- [Texte proposé]
• Plat de pauvres


    Cette semaine, en dehors de ce pot-au-feu diurétique dont voici un aperçu en ses plus belles heures, je me suis attelée, comme toujours à faire des repas écolonomiques. Cohabitant avec une personne qui n'a jamais connu la disette et les misères économico-sociales, il n'est pas toujours évident de se comprendre. Quand il fait ses achats aux envies, au mythe du temps gagné en préparation et saleté minimales, je réfléchis chaque repas à ne pas gaspiller, jeter ou consommer déraisonnablement. Nos arts de vivre entrent régulièrement en conflit, enjeux autour de la nourriture sur le pouvoir, le territoire et la place de chacun.


    Rapide compte-rendu des menus de la semaine :


    -       Que faire de restes de riz et d'une tranche de saumon fumé ? ...

- [Données fournies]

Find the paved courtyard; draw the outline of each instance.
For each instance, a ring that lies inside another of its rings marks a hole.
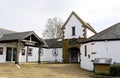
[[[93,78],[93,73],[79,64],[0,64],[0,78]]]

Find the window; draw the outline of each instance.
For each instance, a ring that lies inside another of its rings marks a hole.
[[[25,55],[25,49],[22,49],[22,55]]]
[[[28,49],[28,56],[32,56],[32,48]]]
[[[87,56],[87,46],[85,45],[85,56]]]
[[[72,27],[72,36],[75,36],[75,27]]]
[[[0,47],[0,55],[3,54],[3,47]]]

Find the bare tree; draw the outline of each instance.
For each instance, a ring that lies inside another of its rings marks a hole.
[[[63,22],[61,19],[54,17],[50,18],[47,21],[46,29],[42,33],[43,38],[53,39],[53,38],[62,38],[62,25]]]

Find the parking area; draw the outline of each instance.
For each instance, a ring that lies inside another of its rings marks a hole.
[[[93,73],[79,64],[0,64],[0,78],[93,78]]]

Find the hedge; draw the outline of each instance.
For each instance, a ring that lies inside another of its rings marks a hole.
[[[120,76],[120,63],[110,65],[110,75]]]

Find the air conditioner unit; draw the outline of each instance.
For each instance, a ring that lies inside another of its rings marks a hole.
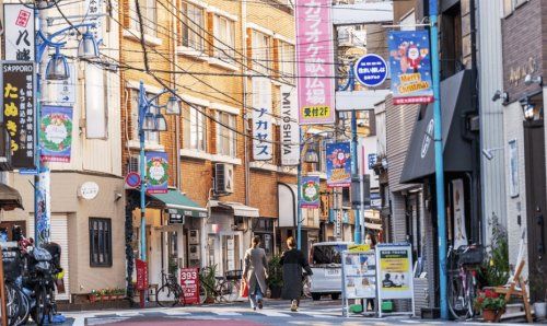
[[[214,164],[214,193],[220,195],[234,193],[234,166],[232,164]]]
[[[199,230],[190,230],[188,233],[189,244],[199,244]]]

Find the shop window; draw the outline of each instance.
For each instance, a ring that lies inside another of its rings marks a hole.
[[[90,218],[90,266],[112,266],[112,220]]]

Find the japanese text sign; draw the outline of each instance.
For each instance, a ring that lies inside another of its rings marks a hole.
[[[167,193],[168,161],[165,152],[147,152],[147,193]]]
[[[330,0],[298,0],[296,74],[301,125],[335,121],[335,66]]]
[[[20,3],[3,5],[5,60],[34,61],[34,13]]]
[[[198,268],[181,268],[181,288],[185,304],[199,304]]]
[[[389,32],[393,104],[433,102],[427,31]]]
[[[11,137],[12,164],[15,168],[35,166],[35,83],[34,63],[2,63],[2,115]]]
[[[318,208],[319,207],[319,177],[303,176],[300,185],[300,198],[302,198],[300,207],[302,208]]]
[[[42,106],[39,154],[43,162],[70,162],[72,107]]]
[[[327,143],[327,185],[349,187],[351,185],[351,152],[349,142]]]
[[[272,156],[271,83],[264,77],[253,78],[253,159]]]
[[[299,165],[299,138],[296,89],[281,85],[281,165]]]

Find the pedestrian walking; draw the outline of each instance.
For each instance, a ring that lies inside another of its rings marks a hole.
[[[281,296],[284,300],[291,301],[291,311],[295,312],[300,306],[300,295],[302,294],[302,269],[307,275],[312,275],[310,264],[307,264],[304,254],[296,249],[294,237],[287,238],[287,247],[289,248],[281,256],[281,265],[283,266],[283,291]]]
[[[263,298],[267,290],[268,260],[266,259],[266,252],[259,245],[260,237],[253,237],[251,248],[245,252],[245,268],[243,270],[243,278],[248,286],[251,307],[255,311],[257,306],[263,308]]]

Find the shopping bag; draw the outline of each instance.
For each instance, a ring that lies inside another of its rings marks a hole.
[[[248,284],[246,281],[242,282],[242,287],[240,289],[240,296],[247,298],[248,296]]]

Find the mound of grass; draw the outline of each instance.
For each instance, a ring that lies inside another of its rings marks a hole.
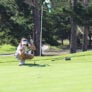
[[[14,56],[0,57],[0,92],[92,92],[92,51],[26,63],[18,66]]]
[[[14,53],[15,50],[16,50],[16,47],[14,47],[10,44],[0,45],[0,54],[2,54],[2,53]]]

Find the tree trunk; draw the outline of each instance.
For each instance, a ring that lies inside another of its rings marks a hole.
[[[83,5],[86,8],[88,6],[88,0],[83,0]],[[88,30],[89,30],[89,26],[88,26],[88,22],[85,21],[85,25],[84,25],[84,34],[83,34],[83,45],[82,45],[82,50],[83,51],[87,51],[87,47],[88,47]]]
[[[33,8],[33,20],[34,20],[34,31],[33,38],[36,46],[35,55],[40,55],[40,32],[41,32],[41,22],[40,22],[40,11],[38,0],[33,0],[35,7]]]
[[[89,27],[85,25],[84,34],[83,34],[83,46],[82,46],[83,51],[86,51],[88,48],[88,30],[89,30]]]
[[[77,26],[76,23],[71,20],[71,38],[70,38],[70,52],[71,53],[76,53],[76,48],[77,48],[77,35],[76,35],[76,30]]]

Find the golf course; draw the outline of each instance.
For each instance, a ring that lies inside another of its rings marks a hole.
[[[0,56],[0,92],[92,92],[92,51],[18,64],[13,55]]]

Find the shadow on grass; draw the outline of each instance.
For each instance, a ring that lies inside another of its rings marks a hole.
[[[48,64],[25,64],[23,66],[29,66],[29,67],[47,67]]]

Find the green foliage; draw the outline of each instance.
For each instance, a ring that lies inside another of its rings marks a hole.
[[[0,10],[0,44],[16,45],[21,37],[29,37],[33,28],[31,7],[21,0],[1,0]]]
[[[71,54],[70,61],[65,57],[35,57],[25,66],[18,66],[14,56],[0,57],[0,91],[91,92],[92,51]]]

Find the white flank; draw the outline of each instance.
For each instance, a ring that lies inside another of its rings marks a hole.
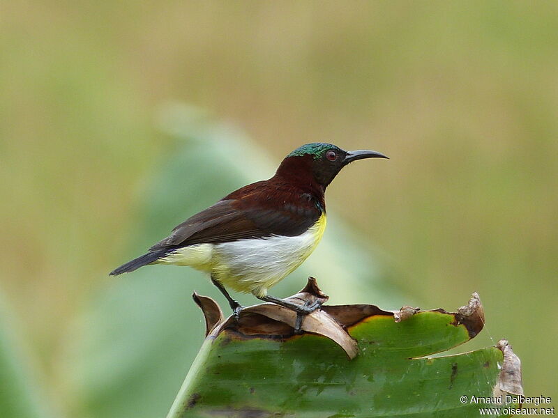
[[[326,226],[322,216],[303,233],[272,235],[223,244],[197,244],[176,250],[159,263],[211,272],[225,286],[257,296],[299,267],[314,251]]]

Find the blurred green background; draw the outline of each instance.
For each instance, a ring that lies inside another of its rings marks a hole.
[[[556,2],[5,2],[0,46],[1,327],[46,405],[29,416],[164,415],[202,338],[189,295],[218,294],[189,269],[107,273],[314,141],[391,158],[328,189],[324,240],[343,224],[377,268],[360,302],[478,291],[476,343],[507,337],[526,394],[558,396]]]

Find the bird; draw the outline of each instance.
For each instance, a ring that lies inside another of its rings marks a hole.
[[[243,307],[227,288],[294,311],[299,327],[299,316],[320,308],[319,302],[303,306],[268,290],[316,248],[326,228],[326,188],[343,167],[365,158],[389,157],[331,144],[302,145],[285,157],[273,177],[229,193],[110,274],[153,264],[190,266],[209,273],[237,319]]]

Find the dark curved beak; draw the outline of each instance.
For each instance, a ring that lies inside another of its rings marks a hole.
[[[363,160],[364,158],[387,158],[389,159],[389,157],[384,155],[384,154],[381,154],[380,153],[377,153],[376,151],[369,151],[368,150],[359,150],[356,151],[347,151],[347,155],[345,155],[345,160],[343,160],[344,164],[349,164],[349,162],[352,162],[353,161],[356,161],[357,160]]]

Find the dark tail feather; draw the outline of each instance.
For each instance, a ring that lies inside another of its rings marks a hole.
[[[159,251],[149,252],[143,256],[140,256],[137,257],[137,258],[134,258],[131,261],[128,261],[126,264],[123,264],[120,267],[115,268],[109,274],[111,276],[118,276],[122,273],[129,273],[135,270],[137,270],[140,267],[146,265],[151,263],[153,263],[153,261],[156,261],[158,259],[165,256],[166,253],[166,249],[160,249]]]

- [Exercices]
A - Recopiez, dans le texte sur les repas économiques, le passage qui va de « Cette semaine, en » jusqu'à « place de chacun. ».
B - Dites si chacune des affirmations suivantes concorde avec le texte sur les repas économiques, en répondant par oui ou par non et en citant les mots du texte qui le prouvent.
(i) La personne avec qui vit l'auteur du texte n'a jamais connu la disette.
(ii) Les deux façons de vivre s'accordent sans difficulté.
(iii) Le compte-rendu des menus s'ouvre sur des restes de riz et une tranche de saumon fumé.
C - Écrivez la suite du texte sur les repas économiques à partir de sa dernière phrase.

- [Réponses]
A -
Cette semaine, en dehors de ce pot-au-feu diurétique dont voici un aperçu en ses plus belles heures, je me suis attelée, comme toujours à faire des repas écolonomiques. Cohabitant avec une personne qui n'a jamais connu la disette et les misères économico-sociales, il n'est pas toujours évident de se comprendre. Quand il fait ses achats aux envies, au mythe du temps gagné en préparation et saleté minimales, je réfléchis chaque repas à ne pas gaspiller, jeter ou consommer déraisonnablement. Nos arts de vivre entrent régulièrement en conflit, enjeux autour de la nourriture sur le pouvoir, le territoire et la place de chacun.

B -
(i) Oui : « Cohabitant avec une personne qui n'a jamais connu la disette et les misères économico-sociales ».
(ii) Non : « Nos arts de vivre entrent régulièrement en conflit ».
(iii) Oui : « Que faire de restes de riz et d'une tranche de saumon fumé ? »

C -
    1.     Je mélange de l'eau et  du concentré de tomates, une pincée de sel, du piment de Cayenne, un bouillon et je chauffe. Quand c'est chaud, j'y jette une bonne dose de lentilles corail et le riz. En fin de cuisson, quelques brins de persil plat et voilà  une soupe complète idéale pour le soir.

                                                                                                                       

    2.    Je cuis des épinards en branches avec de l'ail et du sel. L'unique tranche de saumon est coupée en lamelle et mêlée à de fines lamelles d'oignons, de l'ail, du persil plat et une bonne dose de fromage blanc. Servi avec les épinards, ce mélange se marie très bien. Il ne manquerait qu'un peu d'aneth. ( paas de photooooo)


    -       Préparation de lentilles vertes avec des carottes, des  navets et  du poireau, quelques  lardons revenus dans la casserole au départ donnent un petit goût « animal ». (c'est le reste de ces lentilles qui a fini dans la dernière casserole de bouillon, slurp !) et une salade d'endive. Un vrai plat d'hiver, mine de rien. Ne manque que le chou que les gaillards n'apprécient pas, à mon grand désespoir.. en dehors de la choucroute. ( pas de photoooo)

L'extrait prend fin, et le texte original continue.